Selected text
━━━━━━━━━━

Thanks for the Internet Archive pointer. Hadn't thought of it (probably
because of a few past unsuccessful attempts to find archived pages.)
Tried BadgerFish (
http://libx.lib.vt.edu/services/code4lib/lccnrelay3/2004022563 which proxies
lccn.loc.gov's marcxml) and it meets the requirements of faithful
reproduction of the XML, albeit in a very verbose way that doesn't attempt
to do any minimization.
That leaves, indeed, two independent problems:
a) a free converter to GData's JSON format or another less redundant
convention than badgerfish. Looking at this for 1 second, I'm wondering if
this is even possible to implement without knowing the schema of the XML
document. It says, for instance, to use arrays [] for elements that may
occur more than once.

━━━━━━━━━━

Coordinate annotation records

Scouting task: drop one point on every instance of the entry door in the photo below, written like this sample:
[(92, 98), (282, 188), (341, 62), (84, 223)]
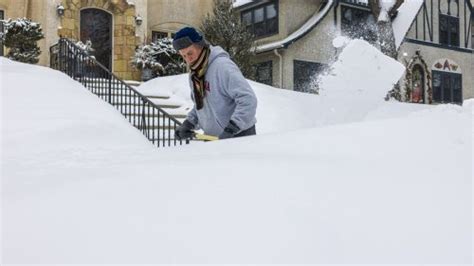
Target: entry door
[(96, 26), (447, 87)]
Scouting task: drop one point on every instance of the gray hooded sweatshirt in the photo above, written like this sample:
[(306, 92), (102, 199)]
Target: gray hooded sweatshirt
[(228, 97)]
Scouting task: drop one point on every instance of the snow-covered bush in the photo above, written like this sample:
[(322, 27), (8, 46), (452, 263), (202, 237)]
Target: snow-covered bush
[(21, 36), (160, 57)]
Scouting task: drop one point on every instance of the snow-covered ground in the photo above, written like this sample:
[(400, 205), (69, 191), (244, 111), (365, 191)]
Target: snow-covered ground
[(343, 177)]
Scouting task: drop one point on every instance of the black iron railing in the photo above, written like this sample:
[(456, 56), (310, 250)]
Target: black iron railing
[(154, 122), (357, 2)]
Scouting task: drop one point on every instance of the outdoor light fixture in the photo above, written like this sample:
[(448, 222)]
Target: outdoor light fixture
[(138, 20), (60, 10)]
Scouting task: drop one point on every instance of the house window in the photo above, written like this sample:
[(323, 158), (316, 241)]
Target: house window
[(447, 87), (418, 85), (156, 35), (262, 21), (263, 73), (2, 14), (305, 75), (358, 23), (448, 30), (472, 32)]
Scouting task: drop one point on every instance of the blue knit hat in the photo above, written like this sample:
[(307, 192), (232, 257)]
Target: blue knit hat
[(187, 36)]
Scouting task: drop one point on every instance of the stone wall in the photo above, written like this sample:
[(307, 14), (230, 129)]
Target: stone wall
[(124, 27)]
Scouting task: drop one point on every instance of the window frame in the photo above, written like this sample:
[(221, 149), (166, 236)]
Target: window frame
[(307, 65), (161, 33), (449, 41), (261, 65), (347, 28), (267, 31), (446, 77)]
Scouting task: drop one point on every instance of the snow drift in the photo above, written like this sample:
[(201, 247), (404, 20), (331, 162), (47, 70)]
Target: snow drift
[(391, 185)]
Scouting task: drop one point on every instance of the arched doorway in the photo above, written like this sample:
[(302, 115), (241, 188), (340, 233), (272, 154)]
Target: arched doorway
[(418, 84), (96, 26)]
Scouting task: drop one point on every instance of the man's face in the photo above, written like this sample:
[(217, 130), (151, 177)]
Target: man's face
[(191, 53)]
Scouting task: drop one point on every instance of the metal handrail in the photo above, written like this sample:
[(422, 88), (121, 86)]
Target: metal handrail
[(154, 122)]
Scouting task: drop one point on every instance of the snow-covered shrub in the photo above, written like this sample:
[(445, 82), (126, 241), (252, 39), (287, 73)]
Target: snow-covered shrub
[(160, 57), (21, 36)]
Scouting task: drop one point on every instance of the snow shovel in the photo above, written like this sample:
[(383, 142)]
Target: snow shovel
[(204, 137)]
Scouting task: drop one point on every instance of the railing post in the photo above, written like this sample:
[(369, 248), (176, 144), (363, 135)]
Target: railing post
[(110, 88), (70, 59)]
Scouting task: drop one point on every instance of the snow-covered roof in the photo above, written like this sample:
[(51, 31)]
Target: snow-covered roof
[(239, 3), (406, 15), (308, 26)]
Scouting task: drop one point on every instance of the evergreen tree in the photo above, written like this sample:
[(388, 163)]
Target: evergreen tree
[(160, 58), (21, 37), (223, 28)]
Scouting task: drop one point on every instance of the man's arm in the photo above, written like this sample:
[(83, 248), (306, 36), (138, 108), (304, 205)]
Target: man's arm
[(236, 86)]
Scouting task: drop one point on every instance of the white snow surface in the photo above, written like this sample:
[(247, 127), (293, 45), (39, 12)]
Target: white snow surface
[(406, 15), (366, 181)]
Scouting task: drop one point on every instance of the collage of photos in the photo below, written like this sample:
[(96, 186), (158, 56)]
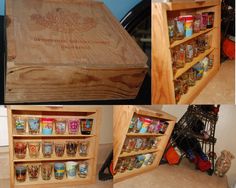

━━━━━━━━━━

Directions
Can you carry the forum post about converting XML to JSON forward from its last sentence? These entries come from a different source than the forum post.

Response to this task
b) something MARC-specific to express MARC records in JSON. I talked to
Nathan Trail from LOC at code4lib, and they're revamping their lccn server
this year to scale up and also serve more formats. Presumably, this effort
could lead to a de-facto standard of how to serve MARC in JSON.
Thinking out loud about this for a minute, I'm wondering if part a) is
really a worthwhile goal. Aside from the impromptu prototyping of an
XML-to-JSON gateway, I don't see any production use for a XML to JSON
converter that is agnostic to the schema; for performance reasons alone.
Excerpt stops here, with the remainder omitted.